> **How to complete this task**
Two lines mark the range in the entries below: the one holding "Target: street lamp" and the one holding "the stone building". Set down those two and all lines between them, exactly.

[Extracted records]
• • • • • • •

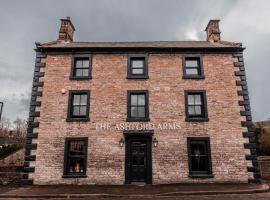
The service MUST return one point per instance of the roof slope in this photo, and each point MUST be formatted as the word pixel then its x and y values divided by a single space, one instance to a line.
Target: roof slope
pixel 147 44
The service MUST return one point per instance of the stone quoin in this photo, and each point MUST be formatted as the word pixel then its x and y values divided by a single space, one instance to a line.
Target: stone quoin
pixel 199 86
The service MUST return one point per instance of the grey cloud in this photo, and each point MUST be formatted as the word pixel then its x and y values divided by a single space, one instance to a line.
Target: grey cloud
pixel 24 22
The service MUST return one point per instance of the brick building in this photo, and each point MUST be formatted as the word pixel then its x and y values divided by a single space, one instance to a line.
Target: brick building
pixel 149 112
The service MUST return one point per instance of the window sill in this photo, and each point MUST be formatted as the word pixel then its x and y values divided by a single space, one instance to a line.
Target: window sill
pixel 80 78
pixel 74 176
pixel 201 175
pixel 193 77
pixel 138 120
pixel 137 77
pixel 197 119
pixel 77 119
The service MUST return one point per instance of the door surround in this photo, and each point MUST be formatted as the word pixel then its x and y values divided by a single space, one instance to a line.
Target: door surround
pixel 138 134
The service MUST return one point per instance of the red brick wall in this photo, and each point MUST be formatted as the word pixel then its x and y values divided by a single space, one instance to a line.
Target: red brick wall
pixel 108 103
pixel 264 166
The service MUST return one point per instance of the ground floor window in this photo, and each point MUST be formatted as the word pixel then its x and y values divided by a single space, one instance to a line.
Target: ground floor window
pixel 199 156
pixel 75 157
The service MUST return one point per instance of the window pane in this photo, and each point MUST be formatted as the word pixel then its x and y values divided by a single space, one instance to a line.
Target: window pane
pixel 198 110
pixel 83 99
pixel 82 110
pixel 133 111
pixel 76 165
pixel 79 64
pixel 198 99
pixel 199 163
pixel 191 99
pixel 79 72
pixel 85 64
pixel 141 112
pixel 198 148
pixel 192 71
pixel 137 63
pixel 85 72
pixel 192 63
pixel 76 111
pixel 76 99
pixel 137 71
pixel 191 110
pixel 76 147
pixel 134 99
pixel 141 99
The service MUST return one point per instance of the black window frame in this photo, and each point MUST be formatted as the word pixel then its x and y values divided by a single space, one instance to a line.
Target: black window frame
pixel 204 116
pixel 200 174
pixel 200 67
pixel 70 118
pixel 138 92
pixel 66 174
pixel 76 57
pixel 129 70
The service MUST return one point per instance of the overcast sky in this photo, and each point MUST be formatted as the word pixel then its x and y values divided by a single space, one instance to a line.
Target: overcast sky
pixel 24 22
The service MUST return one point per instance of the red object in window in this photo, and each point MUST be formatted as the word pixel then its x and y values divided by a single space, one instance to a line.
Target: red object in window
pixel 77 167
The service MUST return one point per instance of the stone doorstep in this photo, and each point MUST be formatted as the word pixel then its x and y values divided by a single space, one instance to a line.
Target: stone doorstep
pixel 262 189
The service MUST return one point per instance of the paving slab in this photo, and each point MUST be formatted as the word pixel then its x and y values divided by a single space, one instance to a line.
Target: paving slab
pixel 128 191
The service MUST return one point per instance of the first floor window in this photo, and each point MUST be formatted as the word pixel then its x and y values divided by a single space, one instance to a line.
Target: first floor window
pixel 78 108
pixel 138 105
pixel 81 67
pixel 196 108
pixel 75 156
pixel 192 66
pixel 137 66
pixel 199 156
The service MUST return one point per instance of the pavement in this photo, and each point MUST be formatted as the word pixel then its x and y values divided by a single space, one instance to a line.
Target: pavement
pixel 170 191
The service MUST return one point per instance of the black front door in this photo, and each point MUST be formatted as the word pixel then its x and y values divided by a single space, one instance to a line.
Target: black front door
pixel 138 159
pixel 138 153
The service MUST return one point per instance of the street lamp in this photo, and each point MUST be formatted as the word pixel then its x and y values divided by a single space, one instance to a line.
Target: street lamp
pixel 1 109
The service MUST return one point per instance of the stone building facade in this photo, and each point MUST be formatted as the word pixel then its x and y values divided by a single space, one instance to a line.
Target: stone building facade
pixel 139 112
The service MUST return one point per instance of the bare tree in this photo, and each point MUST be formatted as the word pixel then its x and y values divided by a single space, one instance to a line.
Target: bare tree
pixel 5 125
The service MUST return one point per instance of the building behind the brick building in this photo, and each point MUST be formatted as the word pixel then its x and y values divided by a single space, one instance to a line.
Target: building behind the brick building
pixel 149 112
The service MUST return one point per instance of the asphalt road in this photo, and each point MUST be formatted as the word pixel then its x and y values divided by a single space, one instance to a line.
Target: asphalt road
pixel 258 196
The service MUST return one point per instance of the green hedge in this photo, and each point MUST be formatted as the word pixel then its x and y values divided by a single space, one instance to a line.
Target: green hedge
pixel 9 149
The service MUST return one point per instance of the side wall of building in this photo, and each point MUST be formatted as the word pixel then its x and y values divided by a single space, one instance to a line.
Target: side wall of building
pixel 108 104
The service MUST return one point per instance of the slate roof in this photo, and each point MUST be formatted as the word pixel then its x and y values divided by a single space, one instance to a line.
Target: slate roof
pixel 147 44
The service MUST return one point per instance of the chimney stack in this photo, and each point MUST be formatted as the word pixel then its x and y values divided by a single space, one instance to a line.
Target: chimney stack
pixel 212 31
pixel 66 30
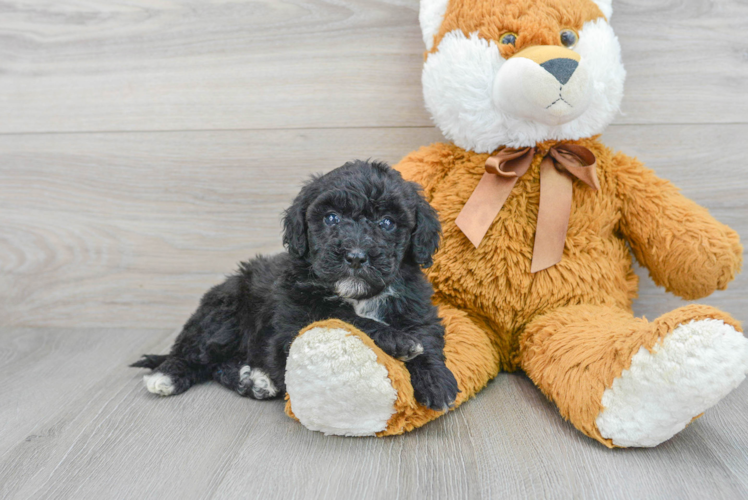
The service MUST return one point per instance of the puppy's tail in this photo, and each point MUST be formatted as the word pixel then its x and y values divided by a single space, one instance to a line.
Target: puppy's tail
pixel 151 361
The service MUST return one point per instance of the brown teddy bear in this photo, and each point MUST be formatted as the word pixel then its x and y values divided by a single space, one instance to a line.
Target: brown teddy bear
pixel 534 270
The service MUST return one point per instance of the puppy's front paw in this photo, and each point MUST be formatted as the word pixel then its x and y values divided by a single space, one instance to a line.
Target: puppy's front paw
pixel 255 383
pixel 434 386
pixel 159 383
pixel 402 347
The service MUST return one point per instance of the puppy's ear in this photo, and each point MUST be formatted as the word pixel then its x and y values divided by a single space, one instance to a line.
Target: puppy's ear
pixel 426 235
pixel 294 226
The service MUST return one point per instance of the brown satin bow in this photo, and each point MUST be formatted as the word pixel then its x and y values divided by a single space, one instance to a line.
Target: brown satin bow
pixel 504 169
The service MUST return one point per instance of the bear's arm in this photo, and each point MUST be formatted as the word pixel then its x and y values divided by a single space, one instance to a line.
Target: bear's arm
pixel 427 166
pixel 686 250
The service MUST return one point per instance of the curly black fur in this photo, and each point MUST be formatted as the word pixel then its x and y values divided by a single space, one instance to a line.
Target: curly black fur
pixel 349 268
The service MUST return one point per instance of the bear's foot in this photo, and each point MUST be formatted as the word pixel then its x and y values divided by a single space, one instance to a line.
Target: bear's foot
pixel 336 384
pixel 686 372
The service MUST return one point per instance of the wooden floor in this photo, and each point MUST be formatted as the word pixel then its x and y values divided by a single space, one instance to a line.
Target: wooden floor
pixel 147 146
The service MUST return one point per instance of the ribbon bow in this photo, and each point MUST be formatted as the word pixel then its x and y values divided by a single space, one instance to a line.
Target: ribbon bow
pixel 559 164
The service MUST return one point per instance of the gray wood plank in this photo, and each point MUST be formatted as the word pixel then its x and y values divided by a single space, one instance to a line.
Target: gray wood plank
pixel 105 65
pixel 104 436
pixel 130 229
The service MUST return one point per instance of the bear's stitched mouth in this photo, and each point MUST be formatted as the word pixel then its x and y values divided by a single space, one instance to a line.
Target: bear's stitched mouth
pixel 560 99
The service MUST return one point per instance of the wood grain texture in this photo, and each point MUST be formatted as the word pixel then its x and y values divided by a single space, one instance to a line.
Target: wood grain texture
pixel 129 229
pixel 104 65
pixel 94 432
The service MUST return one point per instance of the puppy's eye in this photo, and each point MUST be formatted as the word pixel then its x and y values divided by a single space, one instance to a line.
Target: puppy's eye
pixel 332 219
pixel 569 38
pixel 387 224
pixel 508 39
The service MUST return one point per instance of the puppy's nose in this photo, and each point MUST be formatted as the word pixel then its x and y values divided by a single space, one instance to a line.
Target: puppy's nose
pixel 561 68
pixel 355 258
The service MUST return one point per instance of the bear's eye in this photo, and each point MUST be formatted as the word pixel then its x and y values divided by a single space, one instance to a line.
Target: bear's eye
pixel 387 224
pixel 508 39
pixel 332 219
pixel 569 38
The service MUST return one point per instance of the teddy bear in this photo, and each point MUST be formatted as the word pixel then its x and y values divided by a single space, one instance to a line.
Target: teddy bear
pixel 540 220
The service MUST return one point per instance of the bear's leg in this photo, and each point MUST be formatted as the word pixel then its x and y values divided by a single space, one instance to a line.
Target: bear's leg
pixel 628 382
pixel 339 382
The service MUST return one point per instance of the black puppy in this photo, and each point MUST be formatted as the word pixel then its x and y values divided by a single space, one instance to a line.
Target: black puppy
pixel 356 238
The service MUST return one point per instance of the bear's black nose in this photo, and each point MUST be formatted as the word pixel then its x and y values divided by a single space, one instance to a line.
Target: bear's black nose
pixel 355 258
pixel 561 68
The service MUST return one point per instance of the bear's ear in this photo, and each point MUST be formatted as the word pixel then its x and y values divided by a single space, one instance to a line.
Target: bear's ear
pixel 431 17
pixel 605 5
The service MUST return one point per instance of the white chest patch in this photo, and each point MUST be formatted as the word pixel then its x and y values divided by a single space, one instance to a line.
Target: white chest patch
pixel 371 308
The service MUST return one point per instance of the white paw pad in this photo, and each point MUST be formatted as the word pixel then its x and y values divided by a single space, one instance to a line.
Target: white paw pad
pixel 686 373
pixel 159 383
pixel 262 386
pixel 337 386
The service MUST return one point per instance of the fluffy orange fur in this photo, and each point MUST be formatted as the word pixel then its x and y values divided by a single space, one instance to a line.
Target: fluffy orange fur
pixel 534 23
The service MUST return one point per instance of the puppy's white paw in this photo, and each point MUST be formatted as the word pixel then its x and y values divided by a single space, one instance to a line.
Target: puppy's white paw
pixel 262 386
pixel 244 374
pixel 159 383
pixel 686 373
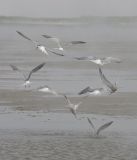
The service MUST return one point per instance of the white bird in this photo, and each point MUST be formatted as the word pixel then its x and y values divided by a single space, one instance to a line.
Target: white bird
pixel 92 91
pixel 27 78
pixel 101 128
pixel 73 107
pixel 100 61
pixel 77 42
pixel 56 40
pixel 47 89
pixel 113 88
pixel 40 47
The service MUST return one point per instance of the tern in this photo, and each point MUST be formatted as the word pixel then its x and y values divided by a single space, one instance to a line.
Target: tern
pixel 92 91
pixel 78 42
pixel 40 47
pixel 100 61
pixel 27 78
pixel 73 107
pixel 113 88
pixel 56 40
pixel 47 89
pixel 101 128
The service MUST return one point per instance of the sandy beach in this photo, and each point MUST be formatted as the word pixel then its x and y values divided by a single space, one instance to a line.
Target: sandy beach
pixel 39 126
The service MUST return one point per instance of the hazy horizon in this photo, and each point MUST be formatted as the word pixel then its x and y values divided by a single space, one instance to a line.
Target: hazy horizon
pixel 68 8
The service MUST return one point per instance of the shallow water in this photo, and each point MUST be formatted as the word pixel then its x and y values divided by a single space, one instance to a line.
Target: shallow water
pixel 37 126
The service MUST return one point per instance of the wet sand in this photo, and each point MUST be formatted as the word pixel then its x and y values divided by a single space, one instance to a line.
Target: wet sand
pixel 38 126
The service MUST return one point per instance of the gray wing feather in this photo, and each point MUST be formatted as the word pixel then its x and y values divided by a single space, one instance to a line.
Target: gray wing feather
pixel 104 126
pixel 67 100
pixel 59 54
pixel 87 89
pixel 78 42
pixel 46 36
pixel 24 36
pixel 35 70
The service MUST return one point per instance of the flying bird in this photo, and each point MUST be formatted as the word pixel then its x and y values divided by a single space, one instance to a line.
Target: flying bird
pixel 27 78
pixel 100 61
pixel 40 47
pixel 56 40
pixel 73 107
pixel 113 88
pixel 92 91
pixel 47 89
pixel 77 42
pixel 101 128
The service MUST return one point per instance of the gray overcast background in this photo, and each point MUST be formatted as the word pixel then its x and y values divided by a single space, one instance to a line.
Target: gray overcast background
pixel 68 8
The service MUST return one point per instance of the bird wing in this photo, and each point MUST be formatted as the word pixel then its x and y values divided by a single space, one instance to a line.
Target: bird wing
pixel 106 81
pixel 85 58
pixel 104 126
pixel 90 122
pixel 14 68
pixel 78 42
pixel 67 100
pixel 85 90
pixel 59 54
pixel 47 36
pixel 56 40
pixel 112 59
pixel 35 70
pixel 24 36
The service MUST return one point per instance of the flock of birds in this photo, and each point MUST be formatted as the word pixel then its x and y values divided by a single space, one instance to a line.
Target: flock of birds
pixel 108 87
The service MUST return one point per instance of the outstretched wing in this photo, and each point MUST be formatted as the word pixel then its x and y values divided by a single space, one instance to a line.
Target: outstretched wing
pixel 14 68
pixel 35 70
pixel 24 36
pixel 112 59
pixel 67 100
pixel 85 90
pixel 78 42
pixel 59 54
pixel 106 81
pixel 56 40
pixel 85 58
pixel 46 36
pixel 90 122
pixel 104 126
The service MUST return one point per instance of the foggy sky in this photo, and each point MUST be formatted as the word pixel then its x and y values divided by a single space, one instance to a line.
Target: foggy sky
pixel 68 8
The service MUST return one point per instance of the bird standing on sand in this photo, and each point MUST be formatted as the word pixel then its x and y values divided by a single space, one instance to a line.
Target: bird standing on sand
pixel 73 107
pixel 47 89
pixel 92 91
pixel 27 78
pixel 112 87
pixel 40 47
pixel 100 61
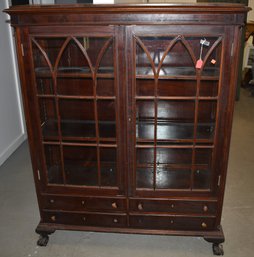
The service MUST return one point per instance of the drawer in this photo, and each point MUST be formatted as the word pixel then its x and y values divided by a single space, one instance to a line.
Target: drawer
pixel 172 206
pixel 167 222
pixel 69 203
pixel 85 219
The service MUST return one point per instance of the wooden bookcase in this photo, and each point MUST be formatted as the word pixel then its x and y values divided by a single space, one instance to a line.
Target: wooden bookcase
pixel 125 133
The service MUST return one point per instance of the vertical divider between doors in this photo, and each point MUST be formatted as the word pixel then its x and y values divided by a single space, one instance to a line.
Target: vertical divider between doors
pixel 59 125
pixel 156 77
pixel 195 129
pixel 96 126
pixel 134 105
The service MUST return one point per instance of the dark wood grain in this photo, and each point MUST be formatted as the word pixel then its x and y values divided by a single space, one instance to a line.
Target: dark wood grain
pixel 125 134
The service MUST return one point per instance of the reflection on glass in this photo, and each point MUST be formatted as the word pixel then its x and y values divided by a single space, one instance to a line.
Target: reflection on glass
pixel 168 178
pixel 48 119
pixel 75 86
pixel 77 118
pixel 175 119
pixel 80 164
pixel 108 166
pixel 53 163
pixel 206 119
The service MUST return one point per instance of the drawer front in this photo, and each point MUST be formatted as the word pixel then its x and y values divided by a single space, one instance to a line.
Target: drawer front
pixel 167 222
pixel 85 219
pixel 70 203
pixel 172 206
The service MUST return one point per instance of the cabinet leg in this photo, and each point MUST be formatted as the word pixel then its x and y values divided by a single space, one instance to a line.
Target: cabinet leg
pixel 43 240
pixel 44 235
pixel 218 249
pixel 216 239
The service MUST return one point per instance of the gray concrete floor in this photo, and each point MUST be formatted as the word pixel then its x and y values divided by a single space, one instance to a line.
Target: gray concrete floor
pixel 19 212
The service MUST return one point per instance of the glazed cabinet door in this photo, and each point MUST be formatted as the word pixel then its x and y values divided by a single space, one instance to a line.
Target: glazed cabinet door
pixel 174 109
pixel 76 84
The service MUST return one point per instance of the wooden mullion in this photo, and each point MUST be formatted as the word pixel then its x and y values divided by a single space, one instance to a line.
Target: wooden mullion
pixel 155 129
pixel 59 126
pixel 97 129
pixel 195 129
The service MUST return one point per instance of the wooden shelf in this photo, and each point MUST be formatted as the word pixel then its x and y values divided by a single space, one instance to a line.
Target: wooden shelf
pixel 170 130
pixel 73 72
pixel 186 73
pixel 78 130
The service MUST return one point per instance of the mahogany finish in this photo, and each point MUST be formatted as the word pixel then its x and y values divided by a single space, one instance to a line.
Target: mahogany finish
pixel 125 133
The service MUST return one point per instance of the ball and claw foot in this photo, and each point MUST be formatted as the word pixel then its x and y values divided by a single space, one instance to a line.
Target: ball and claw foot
pixel 43 240
pixel 218 249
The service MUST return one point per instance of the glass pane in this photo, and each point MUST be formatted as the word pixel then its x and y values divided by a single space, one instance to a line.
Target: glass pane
pixel 177 87
pixel 206 119
pixel 213 63
pixel 108 166
pixel 73 59
pixel 45 86
pixel 145 161
pixel 105 87
pixel 178 62
pixel 203 156
pixel 107 61
pixel 145 87
pixel 80 164
pixel 167 156
pixel 144 177
pixel 208 88
pixel 49 47
pixel 175 120
pixel 212 66
pixel 77 118
pixel 143 65
pixel 202 179
pixel 48 117
pixel 75 86
pixel 107 120
pixel 53 163
pixel 145 119
pixel 170 178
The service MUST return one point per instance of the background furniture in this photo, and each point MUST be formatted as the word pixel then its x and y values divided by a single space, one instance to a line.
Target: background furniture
pixel 126 135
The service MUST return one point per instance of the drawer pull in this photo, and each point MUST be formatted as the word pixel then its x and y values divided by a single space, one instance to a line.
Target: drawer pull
pixel 205 208
pixel 204 225
pixel 140 206
pixel 114 205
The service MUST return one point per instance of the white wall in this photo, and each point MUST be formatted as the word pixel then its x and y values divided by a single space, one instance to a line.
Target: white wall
pixel 251 13
pixel 12 131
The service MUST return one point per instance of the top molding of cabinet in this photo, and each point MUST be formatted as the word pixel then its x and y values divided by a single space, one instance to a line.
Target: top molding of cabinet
pixel 115 14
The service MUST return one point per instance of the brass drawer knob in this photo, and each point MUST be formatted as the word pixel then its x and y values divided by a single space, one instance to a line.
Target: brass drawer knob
pixel 140 206
pixel 204 225
pixel 114 205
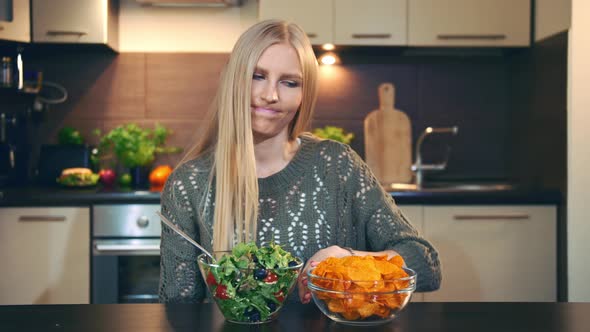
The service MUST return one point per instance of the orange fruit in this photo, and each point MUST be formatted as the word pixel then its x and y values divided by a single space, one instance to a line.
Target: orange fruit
pixel 158 177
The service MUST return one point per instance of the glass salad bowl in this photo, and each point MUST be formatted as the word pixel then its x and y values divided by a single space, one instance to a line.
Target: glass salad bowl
pixel 249 284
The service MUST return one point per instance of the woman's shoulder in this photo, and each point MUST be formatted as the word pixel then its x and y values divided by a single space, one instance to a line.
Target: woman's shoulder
pixel 193 171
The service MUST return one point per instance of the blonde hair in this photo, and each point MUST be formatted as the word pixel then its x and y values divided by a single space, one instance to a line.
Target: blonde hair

• • • • • • •

> **Answer for this exercise**
Target: street lamp
pixel 1 109
The service MUST return one point per instance of the stone building facade in this photo, and each point MUST be formatted as the word pixel then its x and y values divided by a single space, one instance to a line.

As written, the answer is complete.